[Start MATERIAL PROVIDED]

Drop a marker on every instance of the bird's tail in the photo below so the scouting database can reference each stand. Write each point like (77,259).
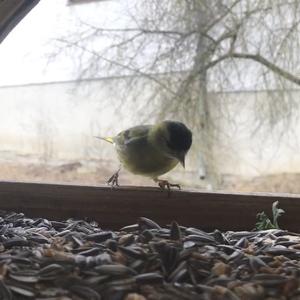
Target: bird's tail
(107,139)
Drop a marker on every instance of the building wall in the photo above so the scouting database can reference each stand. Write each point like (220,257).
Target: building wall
(58,121)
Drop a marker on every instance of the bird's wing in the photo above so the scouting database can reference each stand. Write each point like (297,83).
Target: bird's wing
(131,135)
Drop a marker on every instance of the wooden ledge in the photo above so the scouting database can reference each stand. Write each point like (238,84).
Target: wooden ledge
(114,208)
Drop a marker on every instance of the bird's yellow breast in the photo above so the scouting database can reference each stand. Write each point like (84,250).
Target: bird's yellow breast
(144,159)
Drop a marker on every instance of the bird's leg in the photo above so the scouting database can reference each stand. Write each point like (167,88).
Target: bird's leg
(165,184)
(114,179)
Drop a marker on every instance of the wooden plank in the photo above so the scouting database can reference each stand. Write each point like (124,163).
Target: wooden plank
(11,13)
(118,207)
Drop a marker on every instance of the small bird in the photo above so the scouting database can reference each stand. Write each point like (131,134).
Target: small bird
(151,150)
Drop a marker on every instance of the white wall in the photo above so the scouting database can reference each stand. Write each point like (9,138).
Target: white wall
(57,121)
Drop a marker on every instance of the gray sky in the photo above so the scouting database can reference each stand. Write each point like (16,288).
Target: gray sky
(24,53)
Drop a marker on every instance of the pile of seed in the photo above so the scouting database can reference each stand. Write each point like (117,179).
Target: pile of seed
(75,259)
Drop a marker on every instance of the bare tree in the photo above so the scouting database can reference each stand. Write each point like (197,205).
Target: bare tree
(186,48)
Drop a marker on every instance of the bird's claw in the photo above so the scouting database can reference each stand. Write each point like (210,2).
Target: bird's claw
(114,179)
(165,184)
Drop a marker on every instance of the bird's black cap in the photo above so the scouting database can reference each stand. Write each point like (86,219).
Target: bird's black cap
(180,136)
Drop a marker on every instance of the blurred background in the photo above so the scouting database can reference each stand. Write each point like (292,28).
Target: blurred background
(229,69)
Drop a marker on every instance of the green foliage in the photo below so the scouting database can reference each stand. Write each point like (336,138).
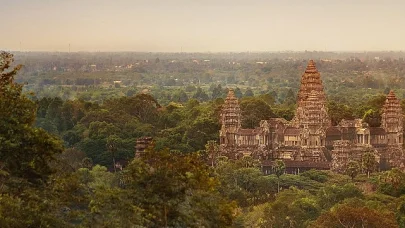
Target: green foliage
(316,175)
(25,151)
(355,215)
(352,169)
(368,162)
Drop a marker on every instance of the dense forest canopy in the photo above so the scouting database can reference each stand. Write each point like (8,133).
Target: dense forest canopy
(58,145)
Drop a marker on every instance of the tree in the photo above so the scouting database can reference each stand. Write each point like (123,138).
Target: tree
(172,189)
(368,162)
(279,169)
(354,215)
(200,95)
(25,151)
(238,93)
(353,168)
(113,143)
(248,93)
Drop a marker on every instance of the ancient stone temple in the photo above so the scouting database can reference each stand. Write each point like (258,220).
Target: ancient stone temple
(391,120)
(309,140)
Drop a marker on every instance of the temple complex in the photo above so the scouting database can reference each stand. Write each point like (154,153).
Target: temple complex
(309,140)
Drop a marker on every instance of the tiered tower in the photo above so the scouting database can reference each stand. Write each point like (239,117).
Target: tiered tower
(311,115)
(230,119)
(392,120)
(310,80)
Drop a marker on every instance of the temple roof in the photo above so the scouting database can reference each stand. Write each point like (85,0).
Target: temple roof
(311,67)
(333,131)
(377,131)
(292,131)
(247,131)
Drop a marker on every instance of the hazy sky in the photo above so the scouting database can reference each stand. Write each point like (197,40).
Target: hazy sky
(202,25)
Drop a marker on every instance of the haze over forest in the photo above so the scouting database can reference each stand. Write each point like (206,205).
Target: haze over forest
(212,113)
(202,26)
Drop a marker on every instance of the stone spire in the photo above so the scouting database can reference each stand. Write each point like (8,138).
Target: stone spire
(312,112)
(310,80)
(392,119)
(311,101)
(231,114)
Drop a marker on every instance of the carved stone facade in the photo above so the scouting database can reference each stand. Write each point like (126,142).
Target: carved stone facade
(310,140)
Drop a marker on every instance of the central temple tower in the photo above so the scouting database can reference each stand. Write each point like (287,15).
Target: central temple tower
(311,116)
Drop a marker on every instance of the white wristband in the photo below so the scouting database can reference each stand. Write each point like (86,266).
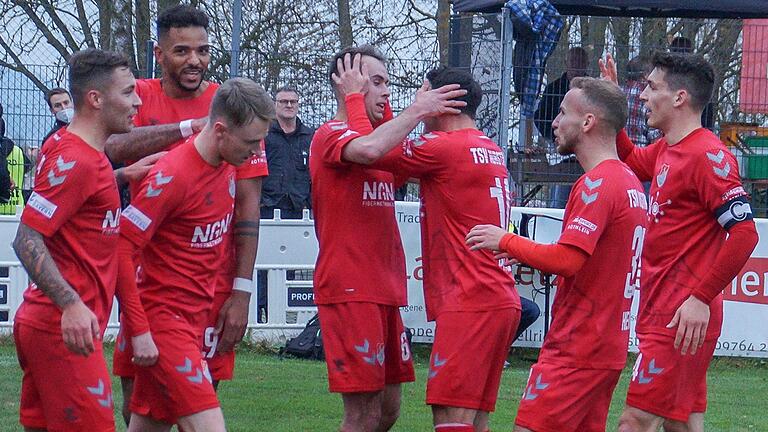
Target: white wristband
(244,285)
(185,127)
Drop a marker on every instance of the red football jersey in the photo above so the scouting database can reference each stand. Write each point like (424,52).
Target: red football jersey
(76,207)
(606,218)
(181,218)
(463,183)
(157,108)
(691,182)
(361,257)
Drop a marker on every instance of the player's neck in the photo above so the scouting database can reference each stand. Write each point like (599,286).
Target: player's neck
(90,130)
(593,151)
(448,123)
(205,143)
(681,128)
(173,91)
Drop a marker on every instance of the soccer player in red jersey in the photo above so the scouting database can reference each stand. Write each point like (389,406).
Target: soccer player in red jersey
(700,234)
(178,220)
(173,107)
(66,241)
(597,260)
(360,270)
(470,296)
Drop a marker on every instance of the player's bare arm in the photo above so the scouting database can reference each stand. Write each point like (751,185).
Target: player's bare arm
(692,317)
(138,170)
(146,140)
(233,316)
(352,77)
(429,103)
(79,325)
(485,237)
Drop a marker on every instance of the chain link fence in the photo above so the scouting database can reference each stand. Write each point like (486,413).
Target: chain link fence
(735,113)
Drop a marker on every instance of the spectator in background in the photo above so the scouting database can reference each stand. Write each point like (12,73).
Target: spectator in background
(60,104)
(576,63)
(14,158)
(6,184)
(637,125)
(287,147)
(683,45)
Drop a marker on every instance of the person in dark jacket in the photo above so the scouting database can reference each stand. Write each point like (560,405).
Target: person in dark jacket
(287,187)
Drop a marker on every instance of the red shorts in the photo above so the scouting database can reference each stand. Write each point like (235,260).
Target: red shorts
(565,399)
(667,383)
(365,347)
(62,391)
(468,357)
(122,364)
(179,384)
(221,365)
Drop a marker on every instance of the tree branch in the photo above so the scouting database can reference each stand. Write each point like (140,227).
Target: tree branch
(63,29)
(83,19)
(19,66)
(43,28)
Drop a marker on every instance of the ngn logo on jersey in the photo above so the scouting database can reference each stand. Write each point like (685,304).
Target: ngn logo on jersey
(212,234)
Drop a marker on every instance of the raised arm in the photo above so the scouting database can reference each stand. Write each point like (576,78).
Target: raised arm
(367,149)
(79,325)
(146,140)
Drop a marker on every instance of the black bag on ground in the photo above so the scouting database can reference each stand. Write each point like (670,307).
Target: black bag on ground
(308,344)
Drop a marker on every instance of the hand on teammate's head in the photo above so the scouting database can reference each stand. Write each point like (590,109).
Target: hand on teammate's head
(434,102)
(351,75)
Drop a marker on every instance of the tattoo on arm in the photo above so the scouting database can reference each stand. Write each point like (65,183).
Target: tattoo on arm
(247,228)
(36,259)
(120,177)
(141,141)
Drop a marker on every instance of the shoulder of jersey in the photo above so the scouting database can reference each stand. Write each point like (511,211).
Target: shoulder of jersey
(335,125)
(425,138)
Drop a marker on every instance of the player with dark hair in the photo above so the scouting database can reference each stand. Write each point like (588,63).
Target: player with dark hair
(469,295)
(179,221)
(597,259)
(700,234)
(67,242)
(360,270)
(174,107)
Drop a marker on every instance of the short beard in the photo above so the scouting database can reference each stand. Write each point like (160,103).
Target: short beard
(177,79)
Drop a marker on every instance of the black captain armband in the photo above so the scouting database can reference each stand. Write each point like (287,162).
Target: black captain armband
(734,211)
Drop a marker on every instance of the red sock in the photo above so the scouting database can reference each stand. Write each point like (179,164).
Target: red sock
(454,427)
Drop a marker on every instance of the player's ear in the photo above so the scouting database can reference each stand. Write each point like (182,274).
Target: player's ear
(680,97)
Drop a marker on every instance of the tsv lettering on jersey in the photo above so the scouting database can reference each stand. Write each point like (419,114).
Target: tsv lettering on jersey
(111,223)
(637,199)
(377,193)
(211,234)
(482,155)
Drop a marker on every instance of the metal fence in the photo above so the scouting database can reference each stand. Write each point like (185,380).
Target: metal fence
(543,178)
(476,43)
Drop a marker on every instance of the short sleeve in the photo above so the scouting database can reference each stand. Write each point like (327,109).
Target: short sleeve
(160,194)
(589,211)
(63,183)
(331,139)
(719,187)
(254,167)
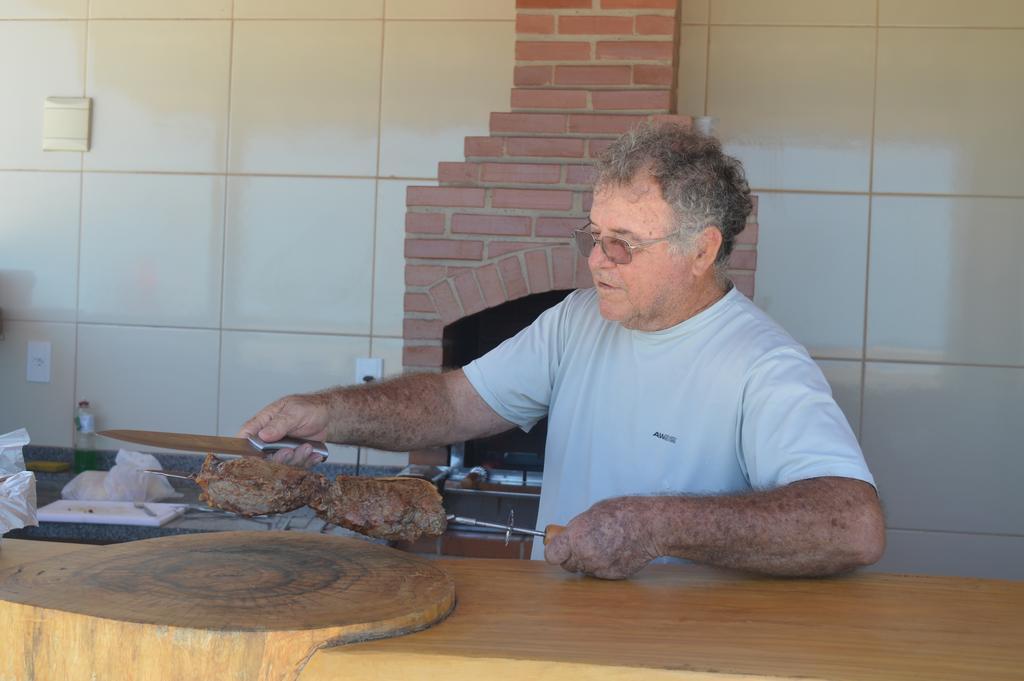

[End MATERIAL PROVIDED]

TASK BRIEF: Pick out every line in the rows above that contains the word "ancient", and copy each one in full. Case counts.

SOLUTION BELOW:
Drop a marker on every instance of the ancient stone temple in the photo above so the scouting database can reference each stand. Write each point like (258,220).
Target: ancient stone temple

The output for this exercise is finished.